Exercise.
Go through the data and copy every line in which "twine" appears.

Raw data.
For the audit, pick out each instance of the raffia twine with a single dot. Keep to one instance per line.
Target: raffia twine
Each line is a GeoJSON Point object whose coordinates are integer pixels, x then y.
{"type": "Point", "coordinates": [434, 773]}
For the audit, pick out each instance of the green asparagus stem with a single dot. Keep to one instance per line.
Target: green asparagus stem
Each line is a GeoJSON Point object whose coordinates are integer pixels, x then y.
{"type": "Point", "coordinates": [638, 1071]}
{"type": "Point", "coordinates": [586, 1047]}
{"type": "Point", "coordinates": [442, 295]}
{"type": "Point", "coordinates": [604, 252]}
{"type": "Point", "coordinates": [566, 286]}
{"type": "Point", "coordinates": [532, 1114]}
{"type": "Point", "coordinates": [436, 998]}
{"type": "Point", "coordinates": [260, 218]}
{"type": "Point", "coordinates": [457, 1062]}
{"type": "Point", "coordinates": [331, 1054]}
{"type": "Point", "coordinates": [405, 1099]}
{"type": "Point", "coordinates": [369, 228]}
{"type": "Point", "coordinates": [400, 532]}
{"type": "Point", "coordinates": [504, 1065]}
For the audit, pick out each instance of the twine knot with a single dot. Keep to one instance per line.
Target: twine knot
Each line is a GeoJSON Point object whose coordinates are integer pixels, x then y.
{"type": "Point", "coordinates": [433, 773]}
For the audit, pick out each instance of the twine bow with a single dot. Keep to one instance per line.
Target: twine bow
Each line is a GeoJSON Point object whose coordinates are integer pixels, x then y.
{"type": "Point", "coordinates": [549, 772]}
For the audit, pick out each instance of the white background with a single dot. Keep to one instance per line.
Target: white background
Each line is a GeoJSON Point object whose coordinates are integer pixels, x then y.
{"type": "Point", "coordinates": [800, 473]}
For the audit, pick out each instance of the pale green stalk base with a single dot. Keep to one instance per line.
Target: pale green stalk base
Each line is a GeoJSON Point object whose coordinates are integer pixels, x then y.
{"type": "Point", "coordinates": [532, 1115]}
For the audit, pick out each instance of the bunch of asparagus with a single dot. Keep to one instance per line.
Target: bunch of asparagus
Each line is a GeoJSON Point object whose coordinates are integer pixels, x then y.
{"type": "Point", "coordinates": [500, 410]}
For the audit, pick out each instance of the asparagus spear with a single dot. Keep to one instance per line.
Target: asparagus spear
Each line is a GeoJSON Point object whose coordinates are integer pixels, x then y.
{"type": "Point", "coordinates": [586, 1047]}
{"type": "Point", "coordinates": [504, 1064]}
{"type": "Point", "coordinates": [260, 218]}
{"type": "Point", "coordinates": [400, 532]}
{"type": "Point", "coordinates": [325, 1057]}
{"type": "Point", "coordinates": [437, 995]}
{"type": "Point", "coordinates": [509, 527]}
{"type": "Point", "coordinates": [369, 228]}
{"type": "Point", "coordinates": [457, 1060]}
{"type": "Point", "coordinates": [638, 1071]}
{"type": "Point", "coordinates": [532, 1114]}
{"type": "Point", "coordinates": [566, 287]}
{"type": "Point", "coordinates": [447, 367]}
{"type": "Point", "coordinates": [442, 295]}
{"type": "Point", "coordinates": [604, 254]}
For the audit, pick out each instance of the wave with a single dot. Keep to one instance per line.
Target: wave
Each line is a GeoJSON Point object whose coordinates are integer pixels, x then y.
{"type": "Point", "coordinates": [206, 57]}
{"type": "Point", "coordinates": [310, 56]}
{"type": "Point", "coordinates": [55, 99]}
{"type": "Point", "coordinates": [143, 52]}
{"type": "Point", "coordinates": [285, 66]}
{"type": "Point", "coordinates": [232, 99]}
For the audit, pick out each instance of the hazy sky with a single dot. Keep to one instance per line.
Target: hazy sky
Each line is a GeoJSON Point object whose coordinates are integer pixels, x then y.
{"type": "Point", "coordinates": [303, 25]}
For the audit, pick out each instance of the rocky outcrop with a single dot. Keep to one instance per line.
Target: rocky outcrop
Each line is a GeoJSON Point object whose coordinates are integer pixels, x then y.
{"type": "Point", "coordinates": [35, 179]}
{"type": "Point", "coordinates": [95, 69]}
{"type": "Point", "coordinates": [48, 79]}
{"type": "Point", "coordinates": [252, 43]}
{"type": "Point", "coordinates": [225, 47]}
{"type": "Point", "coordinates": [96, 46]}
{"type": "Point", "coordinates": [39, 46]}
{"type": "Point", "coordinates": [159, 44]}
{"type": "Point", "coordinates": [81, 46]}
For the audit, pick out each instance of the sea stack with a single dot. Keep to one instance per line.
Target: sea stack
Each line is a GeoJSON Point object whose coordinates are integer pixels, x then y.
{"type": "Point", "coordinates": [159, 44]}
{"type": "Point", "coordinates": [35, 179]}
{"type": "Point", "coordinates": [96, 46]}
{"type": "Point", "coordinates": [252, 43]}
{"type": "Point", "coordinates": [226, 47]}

Response.
For the audit, pick out each instance of the raffia twine with a single dot. Keep to one instance per line.
Target: raffia twine
For the audit, pick out each instance of the twine knot with a single dot. Keep to one instance per line.
Target: twine knot
For the audit, pick out each instance of the twine bow with a single dot. Keep to one instance per line.
Target: twine bow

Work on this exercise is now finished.